• EXERCISE DESCRIPTION
Write out the listing below as a two-column CSV with the headers text and answer, one row per entry, putting each entry's text and its answer in their own quoted fields with line breaks turned into spaces. Leave the pictures out.

START MATERIAL SHOWN

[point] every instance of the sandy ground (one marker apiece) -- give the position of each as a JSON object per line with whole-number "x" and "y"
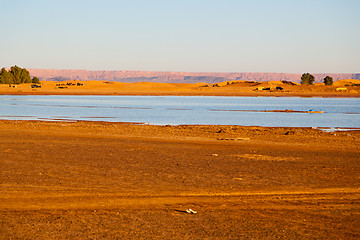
{"x": 342, "y": 88}
{"x": 81, "y": 180}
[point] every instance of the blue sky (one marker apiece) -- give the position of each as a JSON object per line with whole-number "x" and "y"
{"x": 293, "y": 36}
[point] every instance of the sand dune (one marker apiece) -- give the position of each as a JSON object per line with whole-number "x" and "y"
{"x": 341, "y": 88}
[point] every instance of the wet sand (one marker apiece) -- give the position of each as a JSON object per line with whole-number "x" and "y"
{"x": 242, "y": 88}
{"x": 62, "y": 180}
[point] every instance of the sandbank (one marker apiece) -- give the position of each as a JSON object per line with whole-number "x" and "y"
{"x": 132, "y": 181}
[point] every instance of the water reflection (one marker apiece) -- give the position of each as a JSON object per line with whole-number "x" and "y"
{"x": 247, "y": 111}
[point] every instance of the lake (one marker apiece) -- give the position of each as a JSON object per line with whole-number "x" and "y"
{"x": 176, "y": 110}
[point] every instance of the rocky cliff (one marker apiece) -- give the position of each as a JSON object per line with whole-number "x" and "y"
{"x": 175, "y": 77}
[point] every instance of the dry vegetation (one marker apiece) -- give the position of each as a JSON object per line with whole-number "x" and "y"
{"x": 342, "y": 88}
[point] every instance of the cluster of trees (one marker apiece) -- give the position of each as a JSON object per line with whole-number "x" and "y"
{"x": 16, "y": 75}
{"x": 308, "y": 79}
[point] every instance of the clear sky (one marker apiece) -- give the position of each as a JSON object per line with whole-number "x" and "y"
{"x": 293, "y": 36}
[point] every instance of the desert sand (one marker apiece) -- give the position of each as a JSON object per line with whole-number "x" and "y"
{"x": 341, "y": 88}
{"x": 79, "y": 180}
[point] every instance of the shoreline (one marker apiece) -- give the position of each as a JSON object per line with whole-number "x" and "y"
{"x": 124, "y": 180}
{"x": 238, "y": 89}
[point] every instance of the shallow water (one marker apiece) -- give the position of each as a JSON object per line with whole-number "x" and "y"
{"x": 175, "y": 110}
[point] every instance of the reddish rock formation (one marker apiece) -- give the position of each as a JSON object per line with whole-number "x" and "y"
{"x": 175, "y": 77}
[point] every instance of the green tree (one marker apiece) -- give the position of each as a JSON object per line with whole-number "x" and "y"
{"x": 328, "y": 80}
{"x": 307, "y": 79}
{"x": 21, "y": 75}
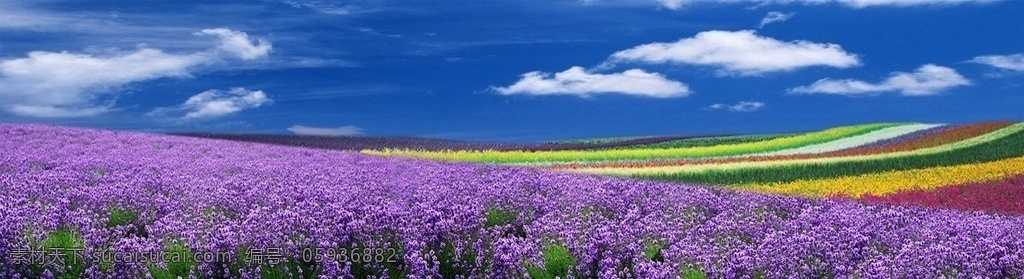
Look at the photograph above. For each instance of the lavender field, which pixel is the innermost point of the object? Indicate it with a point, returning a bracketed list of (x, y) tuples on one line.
[(344, 214)]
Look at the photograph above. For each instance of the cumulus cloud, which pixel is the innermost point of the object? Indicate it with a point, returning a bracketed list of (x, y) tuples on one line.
[(928, 80), (577, 81), (741, 52), (343, 130), (895, 3), (775, 16), (1011, 62), (677, 4), (69, 84), (213, 104), (740, 107), (65, 84), (238, 43)]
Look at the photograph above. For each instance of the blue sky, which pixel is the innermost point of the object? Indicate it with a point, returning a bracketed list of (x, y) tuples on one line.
[(515, 71)]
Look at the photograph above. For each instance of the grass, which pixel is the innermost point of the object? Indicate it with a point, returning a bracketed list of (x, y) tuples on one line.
[(64, 240), (558, 263), (638, 154), (999, 149), (180, 262)]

END MATERIAL SHOWN

• THE ANSWER
text,answer
"[point] every instance of the sandy ground (one marker apiece) -- give the position of each as a JSON object per line with whole-number ""x"" and ""y""","{""x"": 342, ""y"": 88} {""x"": 81, ""y"": 180}"
"[point] every instance of the blue sky (one marker apiece) -- give the position of each as a JSON object per line with whole-number ""x"" and ""y""","{""x"": 293, ""y"": 36}"
"[point] every instance of the sand dune (one marker apiece) -- give the position of each as a JSON object per line with whole-number ""x"" and ""y""","{""x"": 341, ""y"": 88}"
"[point] every instance of the wet sand (one marker apiece) -- give the position of each as a JSON object per line with whole-number ""x"" and ""y""","{""x"": 242, ""y"": 88} {""x"": 62, ""y"": 180}"
"[point] every instance of the sandbank (one marker apiece) -- give the position of each as a JSON object per line with whole-number ""x"" and ""y""","{""x"": 132, ""y"": 181}"
"[point] every instance of the water reflection (one marker apiece) -- give the position of each as a JSON object per line with whole-number ""x"" and ""y""","{""x"": 247, ""y"": 111}"
"[point] every instance of the lake (one marker apiece) -- give the position of each as a JSON object per line with whole-number ""x"" and ""y""","{""x"": 176, ""y"": 110}"
"[point] every instance of the rocky cliff (one marker apiece) -- give the position of each as a JSON object per line with whole-number ""x"" and ""y""","{""x"": 175, ""y"": 77}"
"[point] every instance of the dry vegetation (one marker apiece) -- give the position of each as a JSON object per line with whole-number ""x"" and ""y""","{""x"": 342, ""y"": 88}"
"[point] every instance of the cluster of trees (one marker apiece) -- give the position of each as a JSON object per line with whole-number ""x"" and ""y""","{""x"": 16, ""y"": 75} {""x"": 308, ""y"": 79}"
"[point] every instance of the clear sky (one marker apiece) -- give the position of each as a JSON object per line with whole-number ""x"" and ""y""","{""x"": 293, ""y"": 36}"
"[point] every instance of the desert sand (one marker apiece) -- give the position of each as a JSON object per line with whole-number ""x"" and ""y""","{""x"": 341, ""y"": 88} {""x"": 79, ""y"": 180}"
"[point] every instance of the shoreline (one marker apiece) -- give the position of each as a JSON object per line with whole-number ""x"" and ""y""","{""x"": 124, ""y"": 180} {""x"": 238, ""y"": 89}"
"[point] every instance of the shallow water (one marker apiece) -- give the position of each as a JSON object per line with whole-number ""x"" and ""y""","{""x"": 175, ""y"": 110}"
"[point] every instance of the reddish rock formation (one marker apiece) -- give the position of each as a JSON object per line with whole-number ""x"" and ""y""","{""x"": 175, ""y"": 77}"
"[point] every instance of the green tree (one marker apiece) -- give the position of each as a JSON object per line with whole-number ""x"" and ""y""","{""x"": 328, ""y"": 80} {""x"": 307, ""y"": 79} {""x"": 21, ""y"": 75}"
"Look at the photograph above. For each instance of the lavender field, which pixel is the innermost point of the object? Indicate it with a point, returning a bracketed list of (x, y) tuples on one line.","[(344, 214)]"
"Look at the photograph above. For each instance of the cumulus cloud, which pixel is the innermost point of the object? Indicate it with a point, returning a bracketed list of (x, y) tuples on one line.","[(928, 80), (577, 81), (741, 52), (343, 130), (895, 3), (775, 16), (1011, 62), (677, 4), (69, 84), (213, 104), (740, 107), (65, 84), (238, 43)]"
"Look at the photograph above. For each instance of the blue sky, which pixel is the innermost point of the object? Indicate it with a point, returning a bracketed list of (x, y) tuples on one line.","[(515, 71)]"
"Look at the photograph above. For each instance of the grass, which pixel is the innermost point of the object? Indicate it with a point, returning a bracketed list of (x, y) tuples on one line.","[(64, 240), (558, 263), (638, 154), (999, 149), (180, 262)]"